**ESTRATTO DEL TESTO:**
#####

Si può operare un paragone tra Mishima e Ishiguro.
Entrambi giapponesi, almeno di nascita, una trentina d’anni di differenza. Uno è morto nel Settanta nei modi del fanatismo oltranzista. L’altro è ora un imbolsito ed attempato inglese con gli occhi a mandorla. Una produzione vasta da parte del primo, qualche libro da parte del secondo. In entrambi, una sorta di frattura interiore fra le radici e la calamitica decadenza occidentale. Il non arrendersi a questa, contro l’abbracciare e il rifiutare il proprio essere a favore dell’incontro, positivo, delle culture.
Non hanno dato il nobel a Mishima, che pure lo sfiorò, ma lo danno a Ishiguro.
I. è una letteratura poco sopra il romanzetto intriso di Christie e Conan Doyle, con venature di oriente così flebili da chiedersi se promanino dall’esperienza casalinga o dall’immaginazione dell’autore nippobritannico. L’onestà della penna fa propendere per la prima scelta.

#####

**CONSEGNE:**
**1)** Secondo il testo su Mishima e Ishiguro, a chi dei due è stato dato il Nobel?
**2)** Come si traduce in inglese questa frase del testo su Mishima e Ishiguro: «Non hanno dato il nobel a Mishima, che pure lo sfiorò, ma lo danno a Ishiguro.»?
**3)** Prosegui il testo su Mishima e Ishiguro a partire dalla sua ultima frase.

**BLOCCO DATI:**
#####

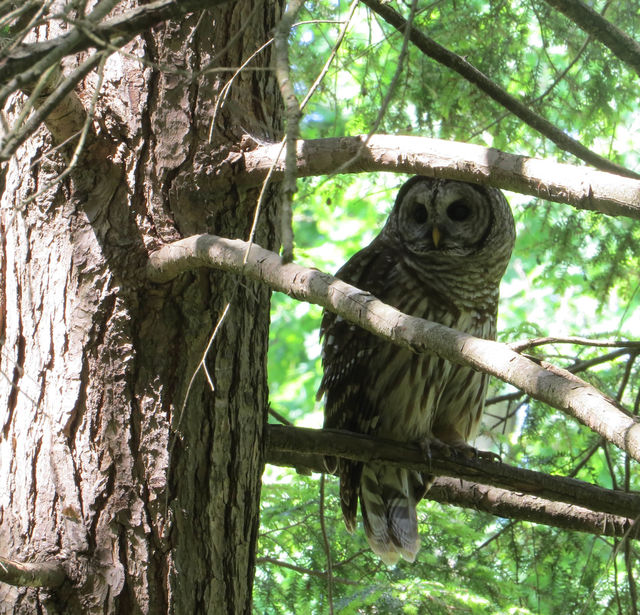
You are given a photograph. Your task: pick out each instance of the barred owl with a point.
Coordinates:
(440, 256)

#####

**RISPOSTE ALLE CONSEGNE:**
**1)** A Ishiguro.

**2)** They did not give the Nobel to Mishima, who nonetheless came close to it, but they are giving it to Ishiguro.

**3)**
M. è M.: arte, contraddizione, guerra, pace, romanzo, amore, impulsi, passioni, strazio, dolore, giustizia, ma anche occidente e nevrosi metropolitane. Anche in Ishiguro vengono toccati questi aspetti, ma come una tangente, mentre Mishima penetra questi aspetti con acuminata incisione.
In M. la cifra dell’antitesi sta nella pur avvenente scialbezza, ch’è posta contro l’Estetica, cifra somma ed alfine indiscutibile a cui tende l’uomo. Senza una pazzia nietszchiana che gli si vorrebbe imputare, bensì come lucido espletamento di una carriera letteraria, artistica e militare al servizio dell’Impero.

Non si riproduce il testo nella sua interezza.